- Extrait du document:
::::

Mais je ne doute pas que vous ne soyez suffisamment curieux pour
essayer les opéras tout de même…
■ Le nom d'Hoffmann étant lui-même vendeur, on peut imaginer tous les
formats !
■■ Le concert-lecture bien sûr, par exemple avec sa musique de chambre
entre ses écrits. Mais attention au contraste entre la précision
évocatrice, les situations saisissantes de ses fictions, et la
conformité un peu lisse de ses compositions.
■■ L'écho, par exemple sa Messe
ou son Miserere en regards de bouts des Contes d'Hoffmann ou bien sûr de Don Giovanni.
■■ Un concert consacré aux
écrivains célèbres qui étaient également compositeurs, il y en a
quelques-uns (Nietzsche est tout à fait intéressant, Adorno pas
vraiment).
■■ D'une manière générale, il ne
serait pas très compliqué de glisser une piécette pour pimenter un
programme de l'époque, suscité la curiosité du public « oh, un truc
d'Hoffmann ».
Et aussi :
William Herschel (1738–1822).
Gaetano Valeri (1760–1822).
Maria Brizzi Giorgi.
Maria Frances Parke, dont c'est deux fois l'anniversaire cette année
(1772-1822).

::::

- Données fournies:
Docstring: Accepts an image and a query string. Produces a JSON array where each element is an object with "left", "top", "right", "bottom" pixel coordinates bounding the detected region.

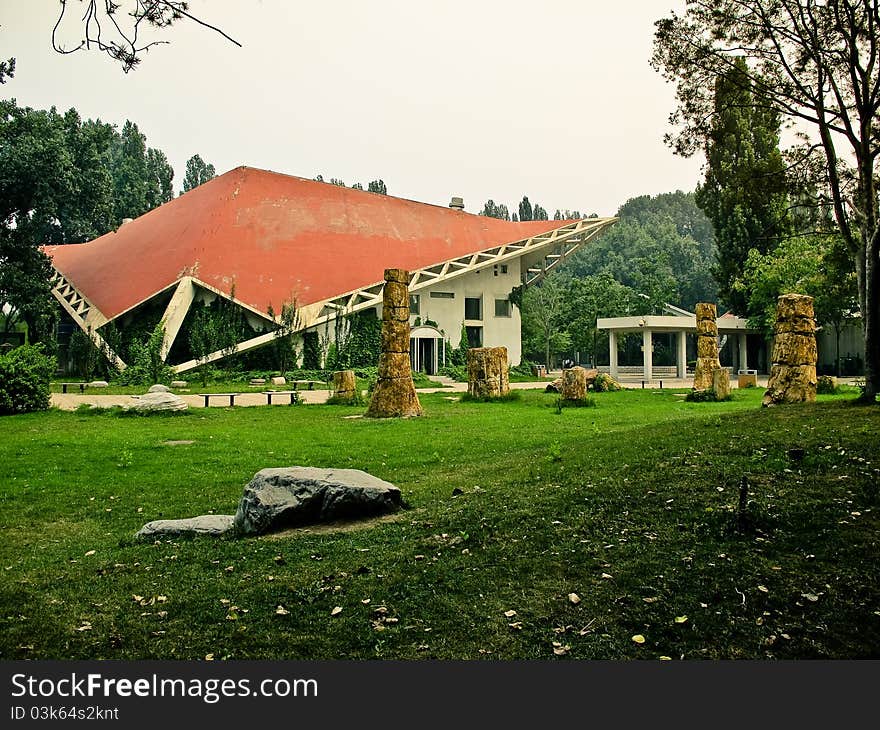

::::

- Consignes écrites:
• A. D'après l'extrait, pourquoi peut-on imaginer tous les formats autour d'Hoffmann ?
• B. Recopiez fidèlement un passage de l'extrait : commencez aux mots « Mais je ne doute » et arrêtez-vous après « de ses compositions. ».

- Corrigé:
• A. Parce que le nom d'Hoffmann est lui-même vendeur.

• B.
Mais je ne doute pas que vous ne soyez suffisamment curieux pour
essayer les opéras tout de même…
■ Le nom d'Hoffmann étant lui-même vendeur, on peut imaginer tous les
formats !
■■ Le concert-lecture bien sûr, par exemple avec sa musique de chambre
entre ses écrits. Mais attention au contraste entre la précision
évocatrice, les situations saisissantes de ses fictions, et la
conformité un peu lisse de ses compositions.